━━━ EXTRACT PROVIDED ━━━

When determining the extent to which interest rate exposures should be hedged,
the bank makes certain estimates and judgments relating to, among other things,
whether an interest-rate lock will become a loan, the timing of the loan
closing, the timing of the subsequent sale of the loan, and the prepayment speed
of mortgage loans underlying the mortgage servicing rights. To the extent that
the actual results are different than the bank's assumptions, the hedging
strategy may not be effective in offsetting the changes in the values of the
hedged items, and the bank's earnings may be adversely impacted.
INTEREST-ONLY STRIPS RECEIVABLE: From time to time, the bank sells loans and
retains an interest-only strip receivable related to the sold loans. The
interest-only strips receivable are initially recorded by allocating the
previous carrying value of the assets involved in the transactions between the
assets sold and the interests retained, including the interest-only strip
receivable. Subsequently, the interest-only strips receivable are measured at
their fair values. Fair value of these interest-only strips receivable is based
on discounted expected future cash flows, which are determined using market
assumptions such as discount rates and prepayment speeds, and, in certain
circumstances, an estimate of credit losses based on the bank's historical
experience. If actual prepayment or default rates significantly exceed the
estimates, the actual amount of future cash flow could be less than the expected
amount and the value of the interest-only strips receivable, as well as the
bank's earnings, could be negatively impacted.
MORTGAGE SERVICING RIGHTS: From time to time, the bank sells mortgage loans and
retains the right to service those loans ("originated MSR"). The originated MSR
are initially recorded by allocating the previous carrying value of the loans
between the portion sold and the retained originated MSR. The bank also
purchases the right to service mortgage loans originated by third parties
("purchased MSR" and, together with originated MSR, "MSR"). Purchased MSR are
initially recorded at their acquisition cost. Subsequent to origination or
purchase, MSR are carried at the lower of their amortized cost or fair value.
Fair value of MSR is based on discounted expected future income, net of related
expenses, to be generated by servicing the underlying loans. When determining
fair value, the bank uses several assumptions, the most significant of which are
the estimated rate of repayment of the underlying loans and the discount rate.
If actual prepayment rates significantly exceed the estimates, the actual amount
of future cash flow could be less than the expected amount and the value of the
MSR, as well as the bank's earnings, could be negatively impacted.
The bank believes that the judgments, estimates and assumptions used in the
preparation of the Consolidated Financial Statements are appropriate given the
factual circumstances at the time. However, given the sensitivity of our
Consolidated Financial Statements to these items, the use of other judgments,
estimates and assumptions, as well as differences between actual results and the
estimates and assumptions, could result in material differences in our results
of operations and financial condition.

━━━

REQUIREMENT 1:
Which lines of the records contain the word "plant"? Report each of them in full, and treat uppercase and lowercase as different.
The text and the records have nothing to do with each other.

━━━ MATERIAL SUPPLIED ━━━

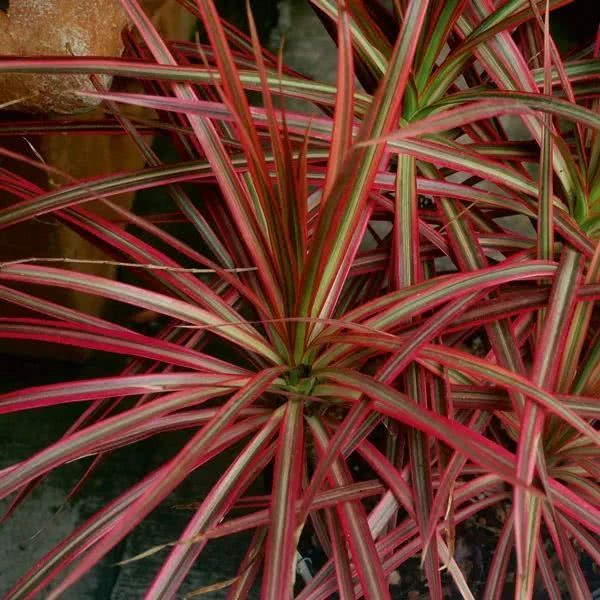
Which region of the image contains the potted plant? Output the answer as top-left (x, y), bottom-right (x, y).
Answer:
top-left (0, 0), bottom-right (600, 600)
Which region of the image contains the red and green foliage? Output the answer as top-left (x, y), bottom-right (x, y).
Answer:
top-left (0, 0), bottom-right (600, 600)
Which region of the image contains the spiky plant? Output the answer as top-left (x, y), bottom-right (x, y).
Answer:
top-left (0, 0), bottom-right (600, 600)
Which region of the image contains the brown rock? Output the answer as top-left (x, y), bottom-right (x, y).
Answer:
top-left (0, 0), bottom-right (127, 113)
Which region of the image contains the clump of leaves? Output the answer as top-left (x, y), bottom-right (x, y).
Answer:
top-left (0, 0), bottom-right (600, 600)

━━━
━━━ MATERIAL SUPPLIED ━━━

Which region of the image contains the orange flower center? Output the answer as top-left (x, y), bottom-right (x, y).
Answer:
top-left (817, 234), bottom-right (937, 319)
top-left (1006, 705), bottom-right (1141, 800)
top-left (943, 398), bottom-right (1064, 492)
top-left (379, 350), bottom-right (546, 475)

━━━
━━━ MATERIAL SUPPLIED ━━━

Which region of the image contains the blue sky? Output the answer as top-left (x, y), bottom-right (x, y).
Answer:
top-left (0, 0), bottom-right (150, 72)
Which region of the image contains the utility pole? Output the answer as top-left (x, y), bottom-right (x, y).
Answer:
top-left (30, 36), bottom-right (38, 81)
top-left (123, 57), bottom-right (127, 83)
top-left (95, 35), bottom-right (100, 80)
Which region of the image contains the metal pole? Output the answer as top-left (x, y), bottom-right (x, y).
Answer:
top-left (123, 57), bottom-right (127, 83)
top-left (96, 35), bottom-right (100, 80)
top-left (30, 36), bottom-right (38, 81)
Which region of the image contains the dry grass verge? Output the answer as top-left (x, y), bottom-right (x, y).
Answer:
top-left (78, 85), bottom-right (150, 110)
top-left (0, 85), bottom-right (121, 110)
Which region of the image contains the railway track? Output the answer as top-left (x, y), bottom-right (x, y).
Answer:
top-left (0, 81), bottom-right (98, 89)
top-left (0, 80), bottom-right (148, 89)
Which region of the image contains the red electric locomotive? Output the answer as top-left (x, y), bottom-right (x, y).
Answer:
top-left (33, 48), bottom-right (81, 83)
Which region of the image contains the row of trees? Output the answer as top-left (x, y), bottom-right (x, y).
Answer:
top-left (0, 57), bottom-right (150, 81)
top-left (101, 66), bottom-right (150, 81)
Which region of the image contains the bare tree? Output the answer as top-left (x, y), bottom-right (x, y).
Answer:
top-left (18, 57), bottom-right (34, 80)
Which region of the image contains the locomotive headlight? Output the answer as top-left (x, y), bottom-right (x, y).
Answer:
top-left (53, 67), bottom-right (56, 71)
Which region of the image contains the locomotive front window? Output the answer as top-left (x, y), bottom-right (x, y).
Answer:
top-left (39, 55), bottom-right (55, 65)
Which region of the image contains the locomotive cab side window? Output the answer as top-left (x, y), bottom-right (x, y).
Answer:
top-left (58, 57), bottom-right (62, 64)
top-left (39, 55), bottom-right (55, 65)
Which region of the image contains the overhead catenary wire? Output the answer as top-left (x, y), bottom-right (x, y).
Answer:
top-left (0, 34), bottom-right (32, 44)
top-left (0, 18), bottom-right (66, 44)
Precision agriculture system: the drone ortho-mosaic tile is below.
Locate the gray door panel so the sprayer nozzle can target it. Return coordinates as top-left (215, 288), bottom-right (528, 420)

━━━

REQUIREMENT 2:
In the text on the bank's accounting estimates, at what value are MSR carried after origination or purchase?

FULL SOLUTION 1:
Which region of the image contains the potted plant? Output the answer as top-left (x, y), bottom-right (x, y).
Which region of the image contains the spiky plant? Output the answer as top-left (x, y), bottom-right (x, y).

FULL SOLUTION 2:
At the lower of their amortized cost or fair value.